DOCUMENT EXCERPT –
Exploring Social Security Cases and Outcomes

DNA Collection and the Presumption of Innocence: What Is the Problem?

by Marie Caldwell

There's been a new step to the arrest and booking process that's quietly been spreading throughout the United States over the last few years. Now, depending on the jurisdiction and the crime you're suspected of doing, you can add a cheek swab for DNA testing to the more familiar photo ID and fingerprints. What is the DNA testing for? The answer may depend on who you ask, but there are some things that you definitely want to know.

Automatic collection on arrest is the rule in more than half of the states in the country.

At least 28 states take DNA samples from people who are arrested, some for any felony at all and others only if the arrestee is charged with certain specific crimes. However, when that DNA collection is taken a big issue that concerns many civil rights activists and criminal defense attorneys alike.

In states like Iowa, the collection of a DNA sample is only done after a person is convicted and they lose the right to the presumption of innocence. In other states, like Rhode Island, the DNA sample is collected as soon as the suspect is arrested—before a decision is even made if there's enough evidence to make it past an arraignment hearing. This is a change from the old law, which allowed DNA collection only after conviction of a felony, similar to Iowa.

TASK INSTRUCTIONS –
Could you carry the article on DNA collection at arrest forward from its final sentence?

(Recorded data)
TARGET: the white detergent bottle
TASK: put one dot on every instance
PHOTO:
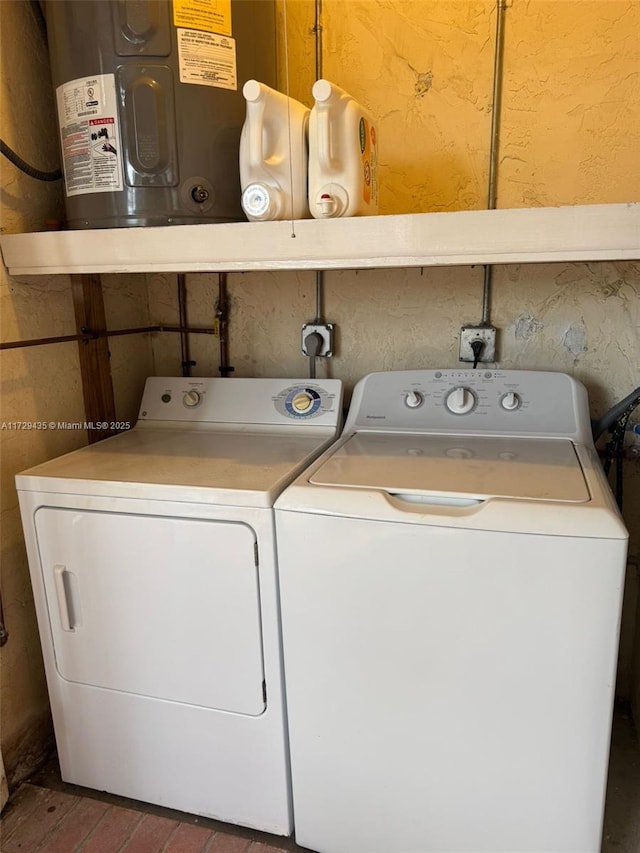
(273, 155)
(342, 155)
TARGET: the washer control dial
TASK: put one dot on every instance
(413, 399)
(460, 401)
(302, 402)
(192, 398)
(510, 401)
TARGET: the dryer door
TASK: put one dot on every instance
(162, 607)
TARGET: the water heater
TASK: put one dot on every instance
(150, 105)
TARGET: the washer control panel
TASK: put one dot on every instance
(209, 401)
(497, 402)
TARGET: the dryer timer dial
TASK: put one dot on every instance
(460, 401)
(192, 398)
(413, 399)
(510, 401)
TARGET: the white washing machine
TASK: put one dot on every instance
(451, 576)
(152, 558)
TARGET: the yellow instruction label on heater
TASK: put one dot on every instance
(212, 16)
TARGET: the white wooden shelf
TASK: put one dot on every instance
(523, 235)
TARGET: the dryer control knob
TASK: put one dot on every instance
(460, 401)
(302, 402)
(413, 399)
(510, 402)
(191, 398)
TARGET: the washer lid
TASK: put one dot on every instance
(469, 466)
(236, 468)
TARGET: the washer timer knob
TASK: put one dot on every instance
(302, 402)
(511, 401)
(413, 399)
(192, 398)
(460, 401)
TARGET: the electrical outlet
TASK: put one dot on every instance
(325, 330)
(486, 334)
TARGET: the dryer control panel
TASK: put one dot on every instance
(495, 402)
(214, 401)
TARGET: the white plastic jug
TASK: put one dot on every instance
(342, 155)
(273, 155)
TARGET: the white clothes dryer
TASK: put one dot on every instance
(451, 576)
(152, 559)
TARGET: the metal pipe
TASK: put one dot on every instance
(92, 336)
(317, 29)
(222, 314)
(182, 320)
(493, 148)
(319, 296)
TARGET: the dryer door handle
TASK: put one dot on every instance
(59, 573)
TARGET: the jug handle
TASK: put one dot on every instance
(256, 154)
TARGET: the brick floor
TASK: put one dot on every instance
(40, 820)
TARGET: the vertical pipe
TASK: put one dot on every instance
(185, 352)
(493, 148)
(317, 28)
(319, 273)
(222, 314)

---

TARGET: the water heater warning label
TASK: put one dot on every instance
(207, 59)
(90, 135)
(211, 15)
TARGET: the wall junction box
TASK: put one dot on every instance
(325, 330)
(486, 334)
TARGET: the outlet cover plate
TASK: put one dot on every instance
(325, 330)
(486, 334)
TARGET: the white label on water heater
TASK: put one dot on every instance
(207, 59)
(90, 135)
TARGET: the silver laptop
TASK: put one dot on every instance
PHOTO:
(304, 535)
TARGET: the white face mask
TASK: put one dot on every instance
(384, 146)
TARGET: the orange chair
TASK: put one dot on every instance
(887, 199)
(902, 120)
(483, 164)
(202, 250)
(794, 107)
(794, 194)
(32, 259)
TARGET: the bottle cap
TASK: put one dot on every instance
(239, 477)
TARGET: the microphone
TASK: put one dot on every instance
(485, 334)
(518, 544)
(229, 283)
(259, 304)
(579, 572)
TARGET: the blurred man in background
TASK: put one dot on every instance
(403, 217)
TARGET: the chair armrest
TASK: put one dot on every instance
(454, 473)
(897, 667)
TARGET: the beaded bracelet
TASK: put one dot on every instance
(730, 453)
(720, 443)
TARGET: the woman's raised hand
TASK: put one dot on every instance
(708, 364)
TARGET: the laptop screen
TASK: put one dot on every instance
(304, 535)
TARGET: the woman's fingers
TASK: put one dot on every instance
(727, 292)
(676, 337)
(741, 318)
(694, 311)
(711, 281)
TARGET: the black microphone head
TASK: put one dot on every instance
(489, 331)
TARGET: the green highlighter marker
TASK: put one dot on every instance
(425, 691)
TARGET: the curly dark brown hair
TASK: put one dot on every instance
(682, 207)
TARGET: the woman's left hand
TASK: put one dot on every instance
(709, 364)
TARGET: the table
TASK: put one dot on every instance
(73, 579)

ANSWER TO THIS PROBLEM –
Detractors point out that taking a biological sample that can reveal everything from a person's medical history to familial relationships is highly invasive and becomes more so with each new discovery about what genetic material can reveal. Taking that sample when a person is merely accused of a felony—and might never go to trial based on a lack of evidence, a failure to provide probable cause for the arrest, or a number of other reasons—amounts to a warrantless search and a violation of civil rights.

Genetic material is captured in state and national databases for future use.

Once the DNA material is collected, the procedure from there varies with state law as well. In Rhode Island, for example, the material isn't supposed to be submitted to the state's DNA database or the national system, known as CODIS, until after the case survives the arraignment.  

Once in the state and national databases, the databases will attempt to match your DNA up with any on file from old, unsolved crimes. It is also held for the future, in case you are re-arrested or commit another crime. Keep in mind, however, that it has the potential of not only identifying you—but alerting police if someone closely related to you might be guilty of a crime. For example, if your genetic information goes into CODIS today, twenty years from now the similarity to your genetic material could be used by police to track down one of your children if his or her DNA is left at the scene of a crime. Both civil rights activists and defense attorneys see this as a further erosion of the presumption of innocence, which has long been a standard right in the legal system. 

You are likely the only person interesting in getting the material expunged.

While all states (as of 2012) that participate in DNA collection have a policy regarding expungement in cases where someone's DNA is entered into the system and then they are found not guilty or the charges are later dropped, the odds aren't good that the DNA is actually being removed.

Most states, like Rhode Island, simply say that a regulation needs to be established for periodic review of the database to look for DNA profiles that shouldn't be in there, but there's no plan for enforcement of that policy on the books yet. Successfully achieving a search like that would seem improbable, given how vast the databases are growing.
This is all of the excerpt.